Consigne: Comptez les lignes des données ci-dessous qui contiennent la chaîne « road » en tenant compte de la casse, puis donnez seulement ce nombre.

Extrait de données:
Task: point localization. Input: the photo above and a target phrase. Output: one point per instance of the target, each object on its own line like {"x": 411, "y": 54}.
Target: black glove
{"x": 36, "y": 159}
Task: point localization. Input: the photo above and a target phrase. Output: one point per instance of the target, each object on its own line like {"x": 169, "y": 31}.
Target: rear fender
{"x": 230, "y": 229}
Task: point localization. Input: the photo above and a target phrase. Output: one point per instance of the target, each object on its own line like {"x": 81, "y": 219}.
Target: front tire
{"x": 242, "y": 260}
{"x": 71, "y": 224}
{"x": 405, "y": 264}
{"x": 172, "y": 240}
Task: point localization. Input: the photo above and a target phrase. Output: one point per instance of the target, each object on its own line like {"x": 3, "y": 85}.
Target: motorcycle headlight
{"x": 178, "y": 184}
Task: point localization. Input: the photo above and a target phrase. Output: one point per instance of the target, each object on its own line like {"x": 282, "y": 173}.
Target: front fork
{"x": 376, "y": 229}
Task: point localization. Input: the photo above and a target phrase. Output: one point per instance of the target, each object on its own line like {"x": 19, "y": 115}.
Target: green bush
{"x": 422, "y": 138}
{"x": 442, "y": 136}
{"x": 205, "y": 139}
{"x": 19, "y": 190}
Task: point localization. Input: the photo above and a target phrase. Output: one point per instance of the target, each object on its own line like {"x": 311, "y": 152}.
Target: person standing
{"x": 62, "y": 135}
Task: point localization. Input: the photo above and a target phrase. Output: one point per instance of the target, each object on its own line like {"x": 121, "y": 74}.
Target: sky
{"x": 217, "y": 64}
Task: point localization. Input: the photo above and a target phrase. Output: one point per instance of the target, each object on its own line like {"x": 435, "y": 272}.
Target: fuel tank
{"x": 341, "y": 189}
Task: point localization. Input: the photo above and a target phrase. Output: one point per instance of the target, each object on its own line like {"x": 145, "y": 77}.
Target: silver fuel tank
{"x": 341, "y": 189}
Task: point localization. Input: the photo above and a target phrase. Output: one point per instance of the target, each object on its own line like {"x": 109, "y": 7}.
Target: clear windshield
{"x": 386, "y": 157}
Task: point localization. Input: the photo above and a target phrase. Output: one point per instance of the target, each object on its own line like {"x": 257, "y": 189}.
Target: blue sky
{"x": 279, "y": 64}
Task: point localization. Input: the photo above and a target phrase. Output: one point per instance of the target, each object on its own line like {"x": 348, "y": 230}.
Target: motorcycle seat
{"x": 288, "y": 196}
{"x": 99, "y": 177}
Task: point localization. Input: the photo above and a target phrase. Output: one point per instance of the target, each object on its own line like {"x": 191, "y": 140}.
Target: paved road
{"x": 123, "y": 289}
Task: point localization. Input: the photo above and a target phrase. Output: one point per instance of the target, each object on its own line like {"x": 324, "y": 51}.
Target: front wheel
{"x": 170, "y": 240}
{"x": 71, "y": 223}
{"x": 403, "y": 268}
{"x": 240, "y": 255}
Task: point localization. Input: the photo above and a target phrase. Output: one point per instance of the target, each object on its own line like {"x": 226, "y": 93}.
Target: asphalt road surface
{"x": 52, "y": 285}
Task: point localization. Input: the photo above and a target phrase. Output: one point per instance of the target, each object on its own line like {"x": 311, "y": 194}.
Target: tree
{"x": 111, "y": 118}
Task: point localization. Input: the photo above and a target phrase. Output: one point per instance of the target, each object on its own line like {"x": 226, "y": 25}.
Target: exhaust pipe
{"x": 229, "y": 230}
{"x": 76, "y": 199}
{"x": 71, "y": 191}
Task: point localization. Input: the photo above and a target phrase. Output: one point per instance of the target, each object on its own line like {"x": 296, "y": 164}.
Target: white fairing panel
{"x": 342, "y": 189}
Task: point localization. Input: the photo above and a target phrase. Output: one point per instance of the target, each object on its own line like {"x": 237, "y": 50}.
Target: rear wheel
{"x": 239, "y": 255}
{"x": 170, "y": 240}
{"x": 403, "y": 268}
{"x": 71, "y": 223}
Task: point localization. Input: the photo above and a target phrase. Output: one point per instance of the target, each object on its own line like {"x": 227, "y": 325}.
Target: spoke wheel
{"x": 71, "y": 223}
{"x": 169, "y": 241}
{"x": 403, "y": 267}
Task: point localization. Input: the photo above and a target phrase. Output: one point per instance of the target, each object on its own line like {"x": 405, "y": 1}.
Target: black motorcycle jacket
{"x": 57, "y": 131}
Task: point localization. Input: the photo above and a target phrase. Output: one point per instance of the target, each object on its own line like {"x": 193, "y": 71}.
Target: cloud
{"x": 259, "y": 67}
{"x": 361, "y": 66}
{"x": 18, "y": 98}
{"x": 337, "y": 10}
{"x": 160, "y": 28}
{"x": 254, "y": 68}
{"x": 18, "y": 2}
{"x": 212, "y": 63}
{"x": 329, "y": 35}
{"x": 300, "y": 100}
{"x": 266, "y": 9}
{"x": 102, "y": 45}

Réponse à l'exercice: 2